» **EXERCISE BRIEF**: How many lines in the records below contain the string "background", counting only matches with the same capitalization? Reply with the number alone.

» **RECORD EXCERPTS**:
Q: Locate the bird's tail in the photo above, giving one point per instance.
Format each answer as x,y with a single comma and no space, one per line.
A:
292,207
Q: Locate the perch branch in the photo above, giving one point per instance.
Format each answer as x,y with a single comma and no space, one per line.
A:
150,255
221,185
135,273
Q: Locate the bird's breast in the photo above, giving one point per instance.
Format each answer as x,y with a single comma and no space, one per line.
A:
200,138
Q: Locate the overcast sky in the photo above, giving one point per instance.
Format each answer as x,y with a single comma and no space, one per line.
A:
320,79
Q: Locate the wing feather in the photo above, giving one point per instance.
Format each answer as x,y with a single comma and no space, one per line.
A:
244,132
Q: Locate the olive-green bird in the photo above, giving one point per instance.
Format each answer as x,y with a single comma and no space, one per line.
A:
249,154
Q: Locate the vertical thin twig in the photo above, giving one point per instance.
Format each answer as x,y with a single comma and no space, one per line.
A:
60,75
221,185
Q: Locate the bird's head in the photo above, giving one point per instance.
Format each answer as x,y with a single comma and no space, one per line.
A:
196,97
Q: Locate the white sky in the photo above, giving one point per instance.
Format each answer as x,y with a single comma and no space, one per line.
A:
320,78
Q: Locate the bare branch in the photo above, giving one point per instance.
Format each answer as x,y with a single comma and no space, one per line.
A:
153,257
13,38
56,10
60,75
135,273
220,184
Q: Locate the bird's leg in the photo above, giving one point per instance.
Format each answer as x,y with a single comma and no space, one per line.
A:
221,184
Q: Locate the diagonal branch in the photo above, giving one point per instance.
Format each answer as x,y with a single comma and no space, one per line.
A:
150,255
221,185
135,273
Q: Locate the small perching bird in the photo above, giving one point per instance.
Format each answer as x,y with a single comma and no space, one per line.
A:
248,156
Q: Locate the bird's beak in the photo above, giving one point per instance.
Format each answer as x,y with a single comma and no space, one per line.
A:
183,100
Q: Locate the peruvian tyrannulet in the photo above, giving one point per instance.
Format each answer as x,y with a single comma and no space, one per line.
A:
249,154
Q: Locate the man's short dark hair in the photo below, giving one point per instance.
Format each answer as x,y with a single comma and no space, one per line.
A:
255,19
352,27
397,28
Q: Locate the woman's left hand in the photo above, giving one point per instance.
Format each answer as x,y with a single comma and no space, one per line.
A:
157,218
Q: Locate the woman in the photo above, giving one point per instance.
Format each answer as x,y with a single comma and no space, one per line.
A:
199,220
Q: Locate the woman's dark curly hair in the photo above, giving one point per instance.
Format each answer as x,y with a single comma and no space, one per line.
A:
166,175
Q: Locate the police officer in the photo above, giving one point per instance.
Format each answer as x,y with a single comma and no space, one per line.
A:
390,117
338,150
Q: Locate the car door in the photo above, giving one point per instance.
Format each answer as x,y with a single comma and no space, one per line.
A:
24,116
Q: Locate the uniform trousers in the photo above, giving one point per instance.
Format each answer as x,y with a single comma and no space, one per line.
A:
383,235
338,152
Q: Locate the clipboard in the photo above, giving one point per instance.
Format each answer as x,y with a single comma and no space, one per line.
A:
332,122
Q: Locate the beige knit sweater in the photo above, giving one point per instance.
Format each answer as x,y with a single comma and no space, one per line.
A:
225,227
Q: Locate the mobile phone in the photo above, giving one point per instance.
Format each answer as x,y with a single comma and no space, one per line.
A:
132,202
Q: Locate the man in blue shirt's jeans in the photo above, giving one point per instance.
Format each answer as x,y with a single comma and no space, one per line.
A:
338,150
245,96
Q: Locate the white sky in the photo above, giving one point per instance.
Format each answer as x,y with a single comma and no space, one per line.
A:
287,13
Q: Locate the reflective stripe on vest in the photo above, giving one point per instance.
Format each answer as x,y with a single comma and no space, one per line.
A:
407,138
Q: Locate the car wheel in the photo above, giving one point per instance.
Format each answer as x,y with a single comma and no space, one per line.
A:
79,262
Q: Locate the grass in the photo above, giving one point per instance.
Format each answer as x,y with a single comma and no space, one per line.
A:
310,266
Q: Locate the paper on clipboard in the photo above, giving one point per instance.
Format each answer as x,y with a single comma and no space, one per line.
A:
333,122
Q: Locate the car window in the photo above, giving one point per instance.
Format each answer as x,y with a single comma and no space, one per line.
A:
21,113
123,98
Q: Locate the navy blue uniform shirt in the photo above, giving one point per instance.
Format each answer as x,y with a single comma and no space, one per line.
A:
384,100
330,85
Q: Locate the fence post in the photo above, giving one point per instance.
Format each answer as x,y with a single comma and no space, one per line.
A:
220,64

--

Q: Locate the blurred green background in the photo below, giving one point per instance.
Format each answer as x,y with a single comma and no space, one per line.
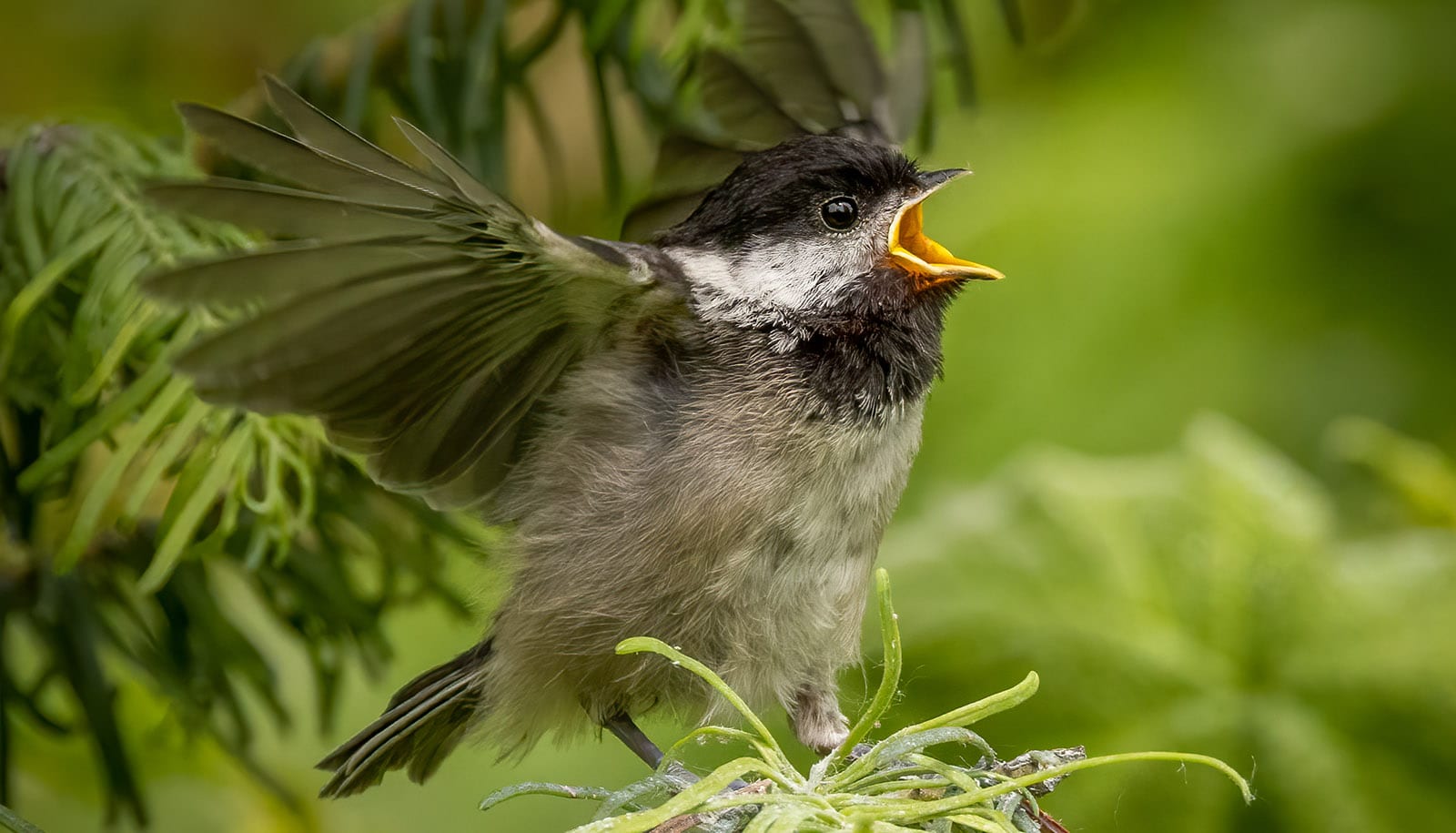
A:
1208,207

==

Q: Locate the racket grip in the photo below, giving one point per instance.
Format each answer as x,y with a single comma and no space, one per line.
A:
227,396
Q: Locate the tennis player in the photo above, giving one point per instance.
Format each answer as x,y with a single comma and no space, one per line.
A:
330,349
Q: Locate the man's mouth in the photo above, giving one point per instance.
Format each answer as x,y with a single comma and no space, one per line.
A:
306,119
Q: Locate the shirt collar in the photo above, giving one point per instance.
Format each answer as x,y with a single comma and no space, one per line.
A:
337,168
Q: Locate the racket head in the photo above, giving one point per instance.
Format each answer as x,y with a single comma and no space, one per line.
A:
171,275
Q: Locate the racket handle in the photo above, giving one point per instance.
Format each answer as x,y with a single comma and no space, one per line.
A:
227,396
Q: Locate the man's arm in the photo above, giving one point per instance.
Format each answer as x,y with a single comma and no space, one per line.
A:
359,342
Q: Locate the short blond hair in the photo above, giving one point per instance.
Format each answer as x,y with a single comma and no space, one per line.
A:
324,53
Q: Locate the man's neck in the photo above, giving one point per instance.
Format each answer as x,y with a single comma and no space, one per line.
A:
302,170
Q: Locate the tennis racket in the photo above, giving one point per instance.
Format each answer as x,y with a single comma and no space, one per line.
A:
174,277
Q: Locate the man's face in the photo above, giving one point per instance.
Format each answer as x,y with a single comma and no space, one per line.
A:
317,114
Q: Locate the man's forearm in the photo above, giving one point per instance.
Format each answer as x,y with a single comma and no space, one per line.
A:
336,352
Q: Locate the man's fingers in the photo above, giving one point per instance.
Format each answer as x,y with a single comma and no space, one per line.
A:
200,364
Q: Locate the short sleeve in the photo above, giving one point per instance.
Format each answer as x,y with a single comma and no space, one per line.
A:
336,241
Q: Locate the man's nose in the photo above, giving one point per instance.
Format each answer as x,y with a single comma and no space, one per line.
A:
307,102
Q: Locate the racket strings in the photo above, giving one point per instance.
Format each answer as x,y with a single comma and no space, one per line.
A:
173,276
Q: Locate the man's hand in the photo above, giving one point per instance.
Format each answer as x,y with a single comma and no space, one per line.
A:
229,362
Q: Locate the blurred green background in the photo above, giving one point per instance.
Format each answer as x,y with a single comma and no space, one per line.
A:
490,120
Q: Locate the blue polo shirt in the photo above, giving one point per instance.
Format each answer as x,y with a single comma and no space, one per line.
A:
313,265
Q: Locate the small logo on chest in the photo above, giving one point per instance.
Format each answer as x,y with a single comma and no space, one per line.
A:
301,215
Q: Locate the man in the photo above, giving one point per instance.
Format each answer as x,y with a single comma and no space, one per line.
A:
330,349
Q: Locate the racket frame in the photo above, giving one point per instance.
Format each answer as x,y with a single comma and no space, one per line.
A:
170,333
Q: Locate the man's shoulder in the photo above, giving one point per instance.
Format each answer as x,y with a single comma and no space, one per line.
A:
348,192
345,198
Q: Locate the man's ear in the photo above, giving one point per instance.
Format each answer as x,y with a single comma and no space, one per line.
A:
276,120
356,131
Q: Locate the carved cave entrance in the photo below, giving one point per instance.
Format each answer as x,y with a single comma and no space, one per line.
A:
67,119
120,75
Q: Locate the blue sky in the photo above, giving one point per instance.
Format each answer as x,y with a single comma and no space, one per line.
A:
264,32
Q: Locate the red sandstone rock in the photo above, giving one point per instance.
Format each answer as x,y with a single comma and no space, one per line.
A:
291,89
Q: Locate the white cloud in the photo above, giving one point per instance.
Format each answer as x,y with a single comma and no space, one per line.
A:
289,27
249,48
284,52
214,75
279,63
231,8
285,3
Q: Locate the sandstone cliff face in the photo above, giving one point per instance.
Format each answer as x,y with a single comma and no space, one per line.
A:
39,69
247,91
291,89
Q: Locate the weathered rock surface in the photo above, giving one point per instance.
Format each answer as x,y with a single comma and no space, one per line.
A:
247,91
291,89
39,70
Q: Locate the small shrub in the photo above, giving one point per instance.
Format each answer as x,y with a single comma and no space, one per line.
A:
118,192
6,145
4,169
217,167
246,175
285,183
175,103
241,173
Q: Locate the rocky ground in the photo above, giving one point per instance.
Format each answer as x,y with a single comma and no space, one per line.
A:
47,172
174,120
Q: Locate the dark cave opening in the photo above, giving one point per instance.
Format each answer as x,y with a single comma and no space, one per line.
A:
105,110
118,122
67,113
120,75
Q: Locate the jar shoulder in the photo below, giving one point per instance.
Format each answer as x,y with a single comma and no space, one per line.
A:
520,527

» **TASK RESULT**: 2